#### Things to do:
A. Return, word for word, the passage of the article on the Harker presidency that begins at the words "Despite the fact" and stops after "or Little Bob.".
B. In the article on the Harker presidency, what did the development operation built during that time achieve?

#### Document extract:
○ ○ ○ ○
Sparks recalled that, when the presidential search resulted in the selection of Harker to serve as the University’s 26th president, the board’s goals included building on UD’s solid financial base and academic reputation left by President David P. Roselle by broadening the University’s national and regional recognition.

The Board also sought to move the University to another level in terms of its land-grant mission, Sparks said.

“It became increasingly clear that through such activity UD would have to play an ever increasing role in the economic health of our state,” Sparks said. “Also central to our expectation was the critical goal of assuring that Delaware students could increasingly look to the University as an attractive and affordable source for a quality undergraduate education.” 

Despite the fact that much of Harker’s tenure coincided with a national recession, there has been a remarkable amount of positive movement toward achieving these goals and laying the groundwork for further advances, Sparks said. 

Among the achievement during the Harker presidency, Sparks noted, were the acquisition on very favorable terms of the Science, Technology and Advanced Research (STAR) Campus, enhancements to the UD campus and the construction of the Interdisciplinary Science and Engineering Laboratory, the Health Science Complex at the STAR Campus, four new residence halls completed or under construction, the Bob Carpenter Center addition and the renovation and enlargement of the Carpenter Sports Building, or Little Bob. 

Sparks also cited reconnection with alumni through regular reunions and the building of a development operation that doubled the annual financial contributions to UD even in the most difficult of financial times.

Chairman's perspective

Challenges facing the next president, the faculty and the Board in the coming years include meeting the challenges of the electronic age, Sparks said. 

“There will have to be change in the way we deliver some of our content, if for no other reason than our primary customers, our students, will have increasingly grown up in a Google, YouTube world, and will not tolerate some of the traditional methods of delivery,” Sparks said. “The good news is that change may open up extra time for small group faculty-student mentoring and interaction in many disciplines as well as efficiencies in how content is delivered.”
○ ○ ○ ○
#### Information shown:
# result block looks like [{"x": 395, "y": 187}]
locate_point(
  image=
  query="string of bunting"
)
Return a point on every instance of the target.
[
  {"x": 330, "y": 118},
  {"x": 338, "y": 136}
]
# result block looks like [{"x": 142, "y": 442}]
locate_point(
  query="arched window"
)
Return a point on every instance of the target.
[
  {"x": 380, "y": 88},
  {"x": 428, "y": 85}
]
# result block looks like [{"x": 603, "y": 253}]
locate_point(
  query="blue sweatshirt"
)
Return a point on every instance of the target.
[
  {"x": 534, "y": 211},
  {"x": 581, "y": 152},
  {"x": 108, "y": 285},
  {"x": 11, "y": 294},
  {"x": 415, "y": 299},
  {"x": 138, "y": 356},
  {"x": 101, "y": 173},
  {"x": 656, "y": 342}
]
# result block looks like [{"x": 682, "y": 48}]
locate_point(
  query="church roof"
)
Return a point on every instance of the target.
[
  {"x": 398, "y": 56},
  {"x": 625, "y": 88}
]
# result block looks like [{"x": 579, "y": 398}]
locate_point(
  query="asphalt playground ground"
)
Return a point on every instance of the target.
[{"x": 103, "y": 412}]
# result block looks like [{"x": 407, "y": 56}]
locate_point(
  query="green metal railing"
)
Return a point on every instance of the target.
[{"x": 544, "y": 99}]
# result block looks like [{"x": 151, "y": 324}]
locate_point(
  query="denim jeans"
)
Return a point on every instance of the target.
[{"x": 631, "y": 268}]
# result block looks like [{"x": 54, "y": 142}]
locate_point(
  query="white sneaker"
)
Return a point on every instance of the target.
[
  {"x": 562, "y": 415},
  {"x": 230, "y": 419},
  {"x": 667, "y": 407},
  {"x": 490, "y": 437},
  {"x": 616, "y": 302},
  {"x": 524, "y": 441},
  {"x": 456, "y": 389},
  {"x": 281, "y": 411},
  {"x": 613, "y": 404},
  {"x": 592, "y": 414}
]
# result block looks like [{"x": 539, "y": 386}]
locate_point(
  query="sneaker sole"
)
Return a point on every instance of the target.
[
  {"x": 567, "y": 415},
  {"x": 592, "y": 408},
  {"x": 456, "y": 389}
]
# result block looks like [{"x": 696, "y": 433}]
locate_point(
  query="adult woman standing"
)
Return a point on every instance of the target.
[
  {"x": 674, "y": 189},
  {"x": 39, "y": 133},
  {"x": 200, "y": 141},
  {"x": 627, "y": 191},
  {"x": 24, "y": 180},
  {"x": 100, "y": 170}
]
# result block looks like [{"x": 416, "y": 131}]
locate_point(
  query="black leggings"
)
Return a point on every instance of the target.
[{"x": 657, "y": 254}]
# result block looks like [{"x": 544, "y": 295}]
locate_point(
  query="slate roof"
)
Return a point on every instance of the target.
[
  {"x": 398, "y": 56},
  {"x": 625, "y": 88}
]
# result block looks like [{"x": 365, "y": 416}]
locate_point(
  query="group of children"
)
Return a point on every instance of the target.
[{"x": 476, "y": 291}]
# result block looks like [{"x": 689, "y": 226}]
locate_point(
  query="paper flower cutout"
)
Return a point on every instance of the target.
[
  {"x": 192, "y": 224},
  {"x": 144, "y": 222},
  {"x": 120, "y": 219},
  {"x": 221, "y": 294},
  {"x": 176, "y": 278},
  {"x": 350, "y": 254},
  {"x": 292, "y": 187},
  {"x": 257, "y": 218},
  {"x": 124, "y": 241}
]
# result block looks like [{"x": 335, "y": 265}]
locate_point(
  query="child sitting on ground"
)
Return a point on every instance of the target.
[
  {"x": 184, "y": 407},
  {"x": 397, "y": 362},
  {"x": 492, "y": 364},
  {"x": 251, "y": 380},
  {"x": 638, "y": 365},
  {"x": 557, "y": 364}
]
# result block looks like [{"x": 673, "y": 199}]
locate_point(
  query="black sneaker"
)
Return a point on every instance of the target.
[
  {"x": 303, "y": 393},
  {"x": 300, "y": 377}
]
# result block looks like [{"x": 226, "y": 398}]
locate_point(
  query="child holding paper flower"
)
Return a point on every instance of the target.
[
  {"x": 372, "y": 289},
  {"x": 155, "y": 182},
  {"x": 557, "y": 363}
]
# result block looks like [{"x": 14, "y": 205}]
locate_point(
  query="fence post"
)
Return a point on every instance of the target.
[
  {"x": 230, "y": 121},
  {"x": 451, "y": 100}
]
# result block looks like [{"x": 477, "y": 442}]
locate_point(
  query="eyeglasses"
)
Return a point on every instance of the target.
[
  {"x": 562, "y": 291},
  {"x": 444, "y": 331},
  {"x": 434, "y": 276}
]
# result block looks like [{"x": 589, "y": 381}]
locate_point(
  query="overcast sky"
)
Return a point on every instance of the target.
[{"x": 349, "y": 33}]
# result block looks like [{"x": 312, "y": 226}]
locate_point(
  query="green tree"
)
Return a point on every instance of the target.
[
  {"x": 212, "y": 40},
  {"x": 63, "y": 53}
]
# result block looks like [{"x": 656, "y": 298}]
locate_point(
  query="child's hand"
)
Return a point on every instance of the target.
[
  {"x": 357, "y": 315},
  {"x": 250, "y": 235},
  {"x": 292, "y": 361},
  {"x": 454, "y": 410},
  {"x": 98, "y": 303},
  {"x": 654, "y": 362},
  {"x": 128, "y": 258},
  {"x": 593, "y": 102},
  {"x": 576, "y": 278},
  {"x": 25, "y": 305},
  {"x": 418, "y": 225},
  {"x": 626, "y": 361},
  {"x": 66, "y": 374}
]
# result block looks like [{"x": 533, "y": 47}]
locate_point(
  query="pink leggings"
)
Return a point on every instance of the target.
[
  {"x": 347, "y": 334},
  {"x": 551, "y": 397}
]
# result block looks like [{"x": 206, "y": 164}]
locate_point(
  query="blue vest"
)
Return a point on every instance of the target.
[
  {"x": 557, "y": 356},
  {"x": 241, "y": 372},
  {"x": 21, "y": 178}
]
○ ○ ○ ○
#### Results:
A.
Despite the fact that much of Harker’s tenure coincided with a national recession, there has been a remarkable amount of positive movement toward achieving these goals and laying the groundwork for further advances, Sparks said. 

Among the achievement during the Harker presidency, Sparks noted, were the acquisition on very favorable terms of the Science, Technology and Advanced Research (STAR) Campus, enhancements to the UD campus and the construction of the Interdisciplinary Science and Engineering Laboratory, the Health Science Complex at the STAR Campus, four new residence halls completed or under construction, the Bob Carpenter Center addition and the renovation and enlargement of the Carpenter Sports Building, or Little Bob.

B. It doubled the annual financial contributions to UD, even in the most difficult financial times.